__Desafio 1__: Liste os fatores que, segundo o trecho sobre água e economia ambiental, acabam por diminuir a produtividade do planeta.

__Trecho do texto__:
----------------
A competição pela água se refletirá nos mercados futuros de grãos, enfatiza. Podemos imaginar o Brasil que, ao aumentar indiscriminadamente a produção de grãos ocupando o espaço da Amazônia vai, na realidade, exportar – em volume mil vezes maior e sem estar incluído no custo – um produto muito mais valioso: água.

O México já contribui com 1 036 quilômetros quadrados ao ano de terras abandonadas, exauridas e desertificadas; a África em 2025 terá mais de 2 bilhões de pessoas. Daí pode-se presumir a escalada do número de refugiados ambientais. Alerta Lester Brown, também, para o possível estágio inicial da sexta grande extinção da Terra, que não se dará por fenômenos naturais.

Neste ponto ele cita Chris Bright “A natureza não tem botão de reiniciar”. Perfeito para ilustrar o estresse deste planeta que também não tem backup, complemento eu.

II – A NOVA ECONOMIA

Segundo Lester Brown (…) “cientistas ambientais estão avaliando os efeitos dos projetos após os economistas terem decidido quais investimentos realizarão” (…). Essa é a feição pérfida da eco-economia que temos hoje.

A redução da fotossíntese, a desertificação, a impermeabilização do solo e a chuva ácida são fatores que acabam por diminuir a produtividade do planeta. É fundamental, por exemplo, preservar as florestas à montante para o controle das enchentes. A demanda pela água já supera a produção sustentável dos aqüíferos, como comprovam a diminuição do volume nos poços devido ao rebaixamento do lençol freático.
----------------
__Registros de identificação de locais__:

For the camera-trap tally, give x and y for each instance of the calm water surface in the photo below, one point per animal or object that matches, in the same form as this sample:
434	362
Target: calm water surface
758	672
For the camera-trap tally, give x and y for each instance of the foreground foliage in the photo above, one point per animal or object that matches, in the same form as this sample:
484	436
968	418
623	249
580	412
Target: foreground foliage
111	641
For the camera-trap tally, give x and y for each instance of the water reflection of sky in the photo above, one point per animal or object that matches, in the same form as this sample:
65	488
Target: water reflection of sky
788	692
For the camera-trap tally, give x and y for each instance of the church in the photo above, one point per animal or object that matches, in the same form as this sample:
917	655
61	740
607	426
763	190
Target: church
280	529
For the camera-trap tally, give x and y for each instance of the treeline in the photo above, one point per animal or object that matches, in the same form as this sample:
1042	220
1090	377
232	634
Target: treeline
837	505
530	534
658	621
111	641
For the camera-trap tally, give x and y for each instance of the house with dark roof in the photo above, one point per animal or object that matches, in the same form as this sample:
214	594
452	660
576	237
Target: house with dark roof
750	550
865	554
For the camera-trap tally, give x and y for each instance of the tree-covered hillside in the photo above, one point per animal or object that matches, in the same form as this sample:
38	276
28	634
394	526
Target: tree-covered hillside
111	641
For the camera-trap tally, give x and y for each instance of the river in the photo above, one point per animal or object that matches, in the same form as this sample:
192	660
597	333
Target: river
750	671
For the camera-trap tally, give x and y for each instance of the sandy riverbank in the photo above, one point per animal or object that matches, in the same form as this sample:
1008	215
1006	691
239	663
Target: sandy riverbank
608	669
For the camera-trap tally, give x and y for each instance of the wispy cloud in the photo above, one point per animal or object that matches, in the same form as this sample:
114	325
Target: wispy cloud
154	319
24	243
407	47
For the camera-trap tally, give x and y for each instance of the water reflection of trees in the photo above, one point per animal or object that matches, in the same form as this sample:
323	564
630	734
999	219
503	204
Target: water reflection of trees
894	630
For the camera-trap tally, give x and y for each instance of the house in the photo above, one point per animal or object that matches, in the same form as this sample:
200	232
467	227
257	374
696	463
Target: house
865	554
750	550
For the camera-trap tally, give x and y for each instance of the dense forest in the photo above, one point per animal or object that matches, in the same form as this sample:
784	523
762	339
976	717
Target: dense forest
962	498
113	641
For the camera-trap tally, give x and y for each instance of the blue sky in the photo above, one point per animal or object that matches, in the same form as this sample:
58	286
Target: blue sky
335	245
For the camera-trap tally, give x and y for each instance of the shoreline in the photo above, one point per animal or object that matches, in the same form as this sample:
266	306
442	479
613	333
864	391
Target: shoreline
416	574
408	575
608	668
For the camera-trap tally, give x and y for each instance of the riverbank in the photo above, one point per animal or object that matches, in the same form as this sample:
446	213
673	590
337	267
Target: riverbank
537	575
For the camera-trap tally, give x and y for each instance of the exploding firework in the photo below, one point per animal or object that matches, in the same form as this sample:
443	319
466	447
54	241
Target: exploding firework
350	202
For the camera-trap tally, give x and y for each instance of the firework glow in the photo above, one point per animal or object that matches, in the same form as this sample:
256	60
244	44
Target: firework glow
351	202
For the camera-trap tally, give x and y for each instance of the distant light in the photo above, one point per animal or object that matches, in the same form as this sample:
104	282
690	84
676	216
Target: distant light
----------------
__Desafio 2__: Informe quantas linhas dos registros contêm a palavra "cloud", levando em conta a diferença entre maiúsculas e minúsculas.

__Solução do exercício 1__:
- a redução da fotossíntese
- a desertificação
- a impermeabilização do solo
- a chuva ácida

__Solução do exercício 2__: 2